*CHALLENGE*:
Extract each line of the data and write it out again exactly.

*EXTRACTED INFORMATION*:
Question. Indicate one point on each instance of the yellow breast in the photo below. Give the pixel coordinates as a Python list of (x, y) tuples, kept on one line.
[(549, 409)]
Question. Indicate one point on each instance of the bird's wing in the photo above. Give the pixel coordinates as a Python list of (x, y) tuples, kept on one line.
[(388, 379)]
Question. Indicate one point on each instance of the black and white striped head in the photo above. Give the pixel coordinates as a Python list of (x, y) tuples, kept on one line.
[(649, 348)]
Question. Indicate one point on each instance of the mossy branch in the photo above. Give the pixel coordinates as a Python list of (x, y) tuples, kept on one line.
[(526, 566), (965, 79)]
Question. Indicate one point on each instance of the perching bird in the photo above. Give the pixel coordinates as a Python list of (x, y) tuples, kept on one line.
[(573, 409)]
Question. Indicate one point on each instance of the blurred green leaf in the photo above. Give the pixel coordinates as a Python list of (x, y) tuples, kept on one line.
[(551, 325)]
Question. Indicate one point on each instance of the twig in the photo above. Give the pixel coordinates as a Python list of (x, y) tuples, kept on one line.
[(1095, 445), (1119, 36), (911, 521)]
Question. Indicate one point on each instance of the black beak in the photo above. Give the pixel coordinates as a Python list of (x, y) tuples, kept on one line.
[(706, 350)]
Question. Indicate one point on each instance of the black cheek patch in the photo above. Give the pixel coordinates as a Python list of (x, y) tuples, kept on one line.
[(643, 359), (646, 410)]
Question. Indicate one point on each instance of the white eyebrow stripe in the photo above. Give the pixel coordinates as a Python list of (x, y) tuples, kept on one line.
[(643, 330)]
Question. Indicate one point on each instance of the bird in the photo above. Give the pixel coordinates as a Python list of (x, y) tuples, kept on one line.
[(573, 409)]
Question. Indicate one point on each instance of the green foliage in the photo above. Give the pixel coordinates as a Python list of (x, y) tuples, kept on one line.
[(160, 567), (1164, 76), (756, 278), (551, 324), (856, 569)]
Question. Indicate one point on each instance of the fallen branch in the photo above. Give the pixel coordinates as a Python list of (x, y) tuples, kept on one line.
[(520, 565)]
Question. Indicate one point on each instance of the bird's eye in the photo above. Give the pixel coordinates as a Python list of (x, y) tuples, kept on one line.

*RESPONSE FOR THIS EXERCISE*:
Question. Indicate one point on each instance of the yellow breast in the photo below. Give the pixel coordinates as a Python list of (x, y) tuples, kept on one line.
[(549, 409)]
Question. Indicate one point on each instance of the bird's wing in the photo above. Give the pixel coordinates as a Python list of (x, y) tuples, kept on one line.
[(388, 379)]
Question. Indicate one point on each instance of the black and white striped head in the photo above. Give the pixel coordinates as a Python list of (x, y) tuples, kept on one line.
[(649, 348)]
Question. Indicate one point on each instance of the mossy branch in the photo above. Give the pixel coordinates as a Python list of (x, y) tuples, kept on one line.
[(526, 566), (965, 79)]
Question. Indicate one point on each instance of the perching bird in the photo above. Give the pixel coordinates as a Python list of (x, y) tuples, kept on one line.
[(573, 409)]
Question. Indicate one point on each instance of the blurred green leaf in the photo above. Give the pixel coordinates as a Python list of (x, y) tuples, kept on one line.
[(551, 325)]
Question. Indicate one point on each instance of the twig in the photo above. Give the pixel coordinates as a Python list of (x, y) tuples, kept on one line.
[(1095, 445), (1119, 36), (911, 521)]
Question. Indicate one point on each instance of the black beak in the photo above. Give the pixel coordinates as a Python list of (x, y) tuples, kept on one line.
[(706, 350)]
Question. Indicate one point on each instance of the black cheek patch in the photo above. Give the pixel coordinates as a Python list of (x, y) tuples, kept on one line.
[(643, 359), (646, 410)]
Question. Indicate one point on each instance of the white eyebrow stripe in the photo above. Give the pixel coordinates as a Python list of (x, y) tuples, kept on one line.
[(643, 330)]
Question. Indicate one point on each instance of the bird in the photo above. Give the pixel coordinates as a Python list of (x, y) tuples, kept on one line.
[(573, 409)]
Question. Indicate one point on each instance of the green foliage in the photo above. Give the pixel coordinates as a Python list of (x, y) tuples, kept on one line.
[(160, 567), (1164, 76), (756, 278), (551, 324), (856, 569)]
Question. Indicate one point on each instance of the fallen branch in the photo above. Give the pixel coordinates as a Python list of (x, y) tuples, kept on one line.
[(520, 565)]
Question. Indicate one point on each instance of the bird's eye in the photo above. Give the pixel coordinates as a Python list of (x, y) tuples, kept on one line.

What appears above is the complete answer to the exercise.